▸ The request: Count the lines in the stored data entries that contain the string "building", matching case exactly, and give only the number.

[Stored data entries]
_ _ _ _ _

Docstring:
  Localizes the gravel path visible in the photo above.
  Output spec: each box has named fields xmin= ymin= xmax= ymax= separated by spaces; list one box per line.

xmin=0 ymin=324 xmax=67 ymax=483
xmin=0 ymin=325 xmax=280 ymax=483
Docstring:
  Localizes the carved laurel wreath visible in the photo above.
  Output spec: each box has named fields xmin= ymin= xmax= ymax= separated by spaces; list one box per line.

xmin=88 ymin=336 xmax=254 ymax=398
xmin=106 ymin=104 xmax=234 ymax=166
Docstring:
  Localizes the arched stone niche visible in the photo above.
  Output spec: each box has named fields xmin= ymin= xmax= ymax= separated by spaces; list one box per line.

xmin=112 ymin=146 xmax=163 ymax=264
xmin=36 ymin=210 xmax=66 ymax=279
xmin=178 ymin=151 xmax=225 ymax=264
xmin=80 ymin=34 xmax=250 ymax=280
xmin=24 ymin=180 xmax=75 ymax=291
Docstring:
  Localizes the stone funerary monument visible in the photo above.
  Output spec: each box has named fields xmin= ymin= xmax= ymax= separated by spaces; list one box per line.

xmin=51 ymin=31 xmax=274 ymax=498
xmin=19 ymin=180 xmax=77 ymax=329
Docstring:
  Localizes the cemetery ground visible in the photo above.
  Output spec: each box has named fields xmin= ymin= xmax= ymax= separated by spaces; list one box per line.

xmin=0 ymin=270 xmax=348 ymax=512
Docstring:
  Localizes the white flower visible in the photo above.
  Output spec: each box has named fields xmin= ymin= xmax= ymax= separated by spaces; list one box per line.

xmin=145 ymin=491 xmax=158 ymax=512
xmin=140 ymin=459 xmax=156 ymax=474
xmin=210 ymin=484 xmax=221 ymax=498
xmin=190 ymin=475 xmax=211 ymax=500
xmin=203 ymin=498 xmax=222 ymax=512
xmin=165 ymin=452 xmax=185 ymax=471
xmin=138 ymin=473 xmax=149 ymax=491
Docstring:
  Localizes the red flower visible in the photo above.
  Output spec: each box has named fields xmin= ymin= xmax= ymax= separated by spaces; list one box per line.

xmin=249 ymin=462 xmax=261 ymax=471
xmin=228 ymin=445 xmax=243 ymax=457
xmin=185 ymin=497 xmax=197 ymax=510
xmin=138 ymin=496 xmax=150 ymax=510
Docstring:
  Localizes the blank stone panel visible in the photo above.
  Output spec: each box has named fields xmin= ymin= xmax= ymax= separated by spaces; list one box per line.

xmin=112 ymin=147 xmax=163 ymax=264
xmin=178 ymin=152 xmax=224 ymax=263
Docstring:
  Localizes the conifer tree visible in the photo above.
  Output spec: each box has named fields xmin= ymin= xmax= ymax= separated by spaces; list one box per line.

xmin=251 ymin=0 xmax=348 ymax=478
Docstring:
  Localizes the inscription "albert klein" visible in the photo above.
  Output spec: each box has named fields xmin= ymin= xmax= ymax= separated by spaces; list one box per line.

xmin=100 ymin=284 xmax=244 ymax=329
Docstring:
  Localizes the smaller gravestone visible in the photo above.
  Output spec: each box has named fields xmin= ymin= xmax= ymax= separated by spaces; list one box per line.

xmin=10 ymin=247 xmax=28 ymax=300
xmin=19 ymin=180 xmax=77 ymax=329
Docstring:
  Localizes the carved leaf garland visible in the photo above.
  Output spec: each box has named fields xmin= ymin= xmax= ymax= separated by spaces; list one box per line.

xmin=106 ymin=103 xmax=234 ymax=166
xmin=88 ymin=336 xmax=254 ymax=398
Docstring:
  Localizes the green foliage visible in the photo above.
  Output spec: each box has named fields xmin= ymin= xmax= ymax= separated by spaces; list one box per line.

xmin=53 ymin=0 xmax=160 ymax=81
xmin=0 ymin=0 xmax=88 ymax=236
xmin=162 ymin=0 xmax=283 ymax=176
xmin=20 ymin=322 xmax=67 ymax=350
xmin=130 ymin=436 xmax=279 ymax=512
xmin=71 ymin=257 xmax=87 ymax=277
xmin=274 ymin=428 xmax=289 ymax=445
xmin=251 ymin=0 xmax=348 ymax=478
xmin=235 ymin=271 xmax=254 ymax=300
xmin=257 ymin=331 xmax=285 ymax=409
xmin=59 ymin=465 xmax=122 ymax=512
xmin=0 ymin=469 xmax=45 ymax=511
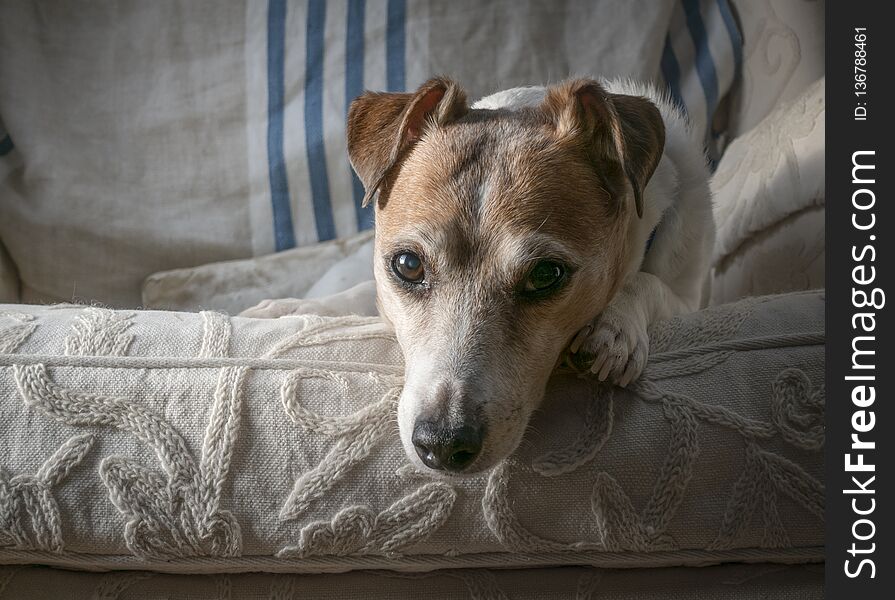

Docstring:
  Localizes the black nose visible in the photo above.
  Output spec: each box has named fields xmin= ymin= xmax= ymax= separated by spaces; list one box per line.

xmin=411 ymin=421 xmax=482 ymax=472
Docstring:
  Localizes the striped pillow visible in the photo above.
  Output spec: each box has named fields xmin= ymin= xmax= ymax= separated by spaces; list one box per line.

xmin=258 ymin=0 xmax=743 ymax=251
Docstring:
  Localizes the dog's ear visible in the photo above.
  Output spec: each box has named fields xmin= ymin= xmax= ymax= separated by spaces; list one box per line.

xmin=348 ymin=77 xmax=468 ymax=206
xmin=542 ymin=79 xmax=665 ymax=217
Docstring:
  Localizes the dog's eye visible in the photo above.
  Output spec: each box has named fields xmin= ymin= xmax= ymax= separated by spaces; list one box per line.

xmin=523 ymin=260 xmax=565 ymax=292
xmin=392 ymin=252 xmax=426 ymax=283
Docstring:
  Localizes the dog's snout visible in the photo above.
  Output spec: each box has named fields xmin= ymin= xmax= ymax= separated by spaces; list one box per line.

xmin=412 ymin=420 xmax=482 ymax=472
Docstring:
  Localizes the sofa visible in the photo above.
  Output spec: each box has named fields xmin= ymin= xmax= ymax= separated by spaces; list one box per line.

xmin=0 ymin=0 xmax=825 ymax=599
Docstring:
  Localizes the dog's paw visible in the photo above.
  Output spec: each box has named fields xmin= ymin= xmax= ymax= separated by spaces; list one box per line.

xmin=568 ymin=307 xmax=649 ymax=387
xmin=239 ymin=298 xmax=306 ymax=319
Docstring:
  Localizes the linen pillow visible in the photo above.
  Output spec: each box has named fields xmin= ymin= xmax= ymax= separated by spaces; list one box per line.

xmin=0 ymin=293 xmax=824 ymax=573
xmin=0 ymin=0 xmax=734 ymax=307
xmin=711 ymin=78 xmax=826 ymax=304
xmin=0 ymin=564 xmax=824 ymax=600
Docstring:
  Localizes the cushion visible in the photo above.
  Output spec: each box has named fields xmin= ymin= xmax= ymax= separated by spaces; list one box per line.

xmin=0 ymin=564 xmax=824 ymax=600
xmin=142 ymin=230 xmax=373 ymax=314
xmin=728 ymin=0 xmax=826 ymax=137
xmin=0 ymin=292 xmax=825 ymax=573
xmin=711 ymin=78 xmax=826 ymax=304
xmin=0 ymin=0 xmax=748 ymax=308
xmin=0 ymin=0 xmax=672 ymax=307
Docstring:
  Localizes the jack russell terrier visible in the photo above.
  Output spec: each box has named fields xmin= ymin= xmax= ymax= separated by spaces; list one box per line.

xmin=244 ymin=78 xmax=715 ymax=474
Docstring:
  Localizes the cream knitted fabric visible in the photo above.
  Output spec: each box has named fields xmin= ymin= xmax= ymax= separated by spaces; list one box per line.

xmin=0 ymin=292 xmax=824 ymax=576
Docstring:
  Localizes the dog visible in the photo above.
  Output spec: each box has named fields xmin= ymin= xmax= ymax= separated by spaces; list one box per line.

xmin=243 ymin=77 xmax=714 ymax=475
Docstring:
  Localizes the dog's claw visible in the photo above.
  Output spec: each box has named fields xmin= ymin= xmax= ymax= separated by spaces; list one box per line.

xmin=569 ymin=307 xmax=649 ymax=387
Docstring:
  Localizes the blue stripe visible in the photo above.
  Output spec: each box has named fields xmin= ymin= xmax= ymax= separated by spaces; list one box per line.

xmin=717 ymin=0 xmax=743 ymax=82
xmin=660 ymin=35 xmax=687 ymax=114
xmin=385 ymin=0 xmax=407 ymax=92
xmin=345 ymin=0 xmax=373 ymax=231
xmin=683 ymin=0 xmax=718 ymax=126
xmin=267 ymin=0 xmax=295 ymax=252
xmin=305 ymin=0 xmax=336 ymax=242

_ _ _ _ _

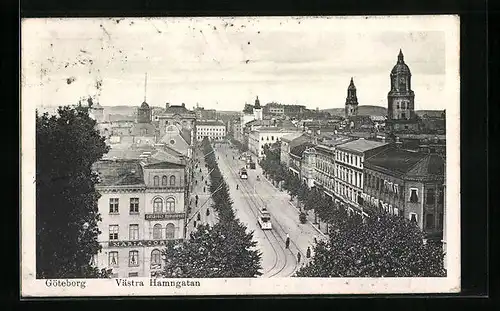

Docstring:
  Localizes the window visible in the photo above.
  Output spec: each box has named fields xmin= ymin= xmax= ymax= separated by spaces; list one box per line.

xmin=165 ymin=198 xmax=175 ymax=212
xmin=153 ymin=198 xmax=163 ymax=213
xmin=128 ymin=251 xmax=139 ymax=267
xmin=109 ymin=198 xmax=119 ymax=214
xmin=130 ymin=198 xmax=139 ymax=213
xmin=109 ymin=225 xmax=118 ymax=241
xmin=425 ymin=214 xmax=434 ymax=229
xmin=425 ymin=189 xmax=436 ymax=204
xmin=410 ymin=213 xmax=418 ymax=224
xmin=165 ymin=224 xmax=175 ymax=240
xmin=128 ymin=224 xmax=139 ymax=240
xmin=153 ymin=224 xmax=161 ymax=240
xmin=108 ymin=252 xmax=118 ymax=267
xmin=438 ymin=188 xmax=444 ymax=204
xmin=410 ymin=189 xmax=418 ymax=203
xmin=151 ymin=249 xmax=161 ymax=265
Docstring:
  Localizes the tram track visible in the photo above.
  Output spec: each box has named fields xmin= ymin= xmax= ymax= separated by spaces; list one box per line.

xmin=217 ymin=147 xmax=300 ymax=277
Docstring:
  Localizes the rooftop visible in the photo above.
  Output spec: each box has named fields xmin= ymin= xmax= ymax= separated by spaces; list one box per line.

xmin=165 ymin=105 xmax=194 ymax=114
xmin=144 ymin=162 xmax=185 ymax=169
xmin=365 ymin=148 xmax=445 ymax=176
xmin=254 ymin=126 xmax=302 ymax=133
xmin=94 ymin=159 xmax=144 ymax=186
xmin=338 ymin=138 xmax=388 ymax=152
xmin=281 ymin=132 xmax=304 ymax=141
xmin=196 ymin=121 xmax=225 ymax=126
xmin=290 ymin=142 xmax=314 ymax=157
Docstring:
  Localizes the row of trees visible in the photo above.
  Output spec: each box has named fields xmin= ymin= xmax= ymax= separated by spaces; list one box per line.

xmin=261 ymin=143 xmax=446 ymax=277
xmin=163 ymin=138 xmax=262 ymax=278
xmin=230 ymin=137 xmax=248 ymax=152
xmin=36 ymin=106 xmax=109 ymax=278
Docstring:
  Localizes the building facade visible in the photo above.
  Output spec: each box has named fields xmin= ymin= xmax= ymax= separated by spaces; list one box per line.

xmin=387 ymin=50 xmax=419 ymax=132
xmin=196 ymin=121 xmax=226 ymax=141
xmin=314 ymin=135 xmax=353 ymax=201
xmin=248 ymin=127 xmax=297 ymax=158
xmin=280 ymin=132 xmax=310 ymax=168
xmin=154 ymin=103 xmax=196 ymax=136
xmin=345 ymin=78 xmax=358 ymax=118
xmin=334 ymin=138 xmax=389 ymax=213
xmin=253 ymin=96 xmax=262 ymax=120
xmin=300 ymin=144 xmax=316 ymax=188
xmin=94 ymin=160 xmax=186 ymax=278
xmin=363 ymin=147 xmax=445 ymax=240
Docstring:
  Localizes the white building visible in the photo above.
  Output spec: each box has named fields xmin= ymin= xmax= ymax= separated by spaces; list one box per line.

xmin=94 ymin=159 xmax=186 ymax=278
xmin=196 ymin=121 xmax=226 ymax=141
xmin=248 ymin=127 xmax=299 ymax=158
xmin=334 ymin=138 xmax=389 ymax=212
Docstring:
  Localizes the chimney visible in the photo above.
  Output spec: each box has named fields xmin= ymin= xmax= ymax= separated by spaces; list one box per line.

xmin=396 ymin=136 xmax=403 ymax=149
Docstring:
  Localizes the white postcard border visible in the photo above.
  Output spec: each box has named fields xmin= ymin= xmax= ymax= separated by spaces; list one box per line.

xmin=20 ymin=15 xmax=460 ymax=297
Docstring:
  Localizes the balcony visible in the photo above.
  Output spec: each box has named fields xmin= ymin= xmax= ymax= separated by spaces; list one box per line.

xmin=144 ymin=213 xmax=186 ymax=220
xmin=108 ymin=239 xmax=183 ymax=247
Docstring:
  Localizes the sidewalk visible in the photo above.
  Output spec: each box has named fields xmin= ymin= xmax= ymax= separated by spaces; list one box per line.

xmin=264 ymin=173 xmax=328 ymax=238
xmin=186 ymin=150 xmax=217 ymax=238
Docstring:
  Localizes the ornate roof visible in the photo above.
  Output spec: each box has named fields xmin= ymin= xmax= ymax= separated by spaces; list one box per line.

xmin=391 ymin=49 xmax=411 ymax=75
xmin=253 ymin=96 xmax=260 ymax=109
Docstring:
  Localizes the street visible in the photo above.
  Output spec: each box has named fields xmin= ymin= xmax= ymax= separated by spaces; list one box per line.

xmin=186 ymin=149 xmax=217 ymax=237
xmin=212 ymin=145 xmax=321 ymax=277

_ _ _ _ _

▸ Response for this exercise: 2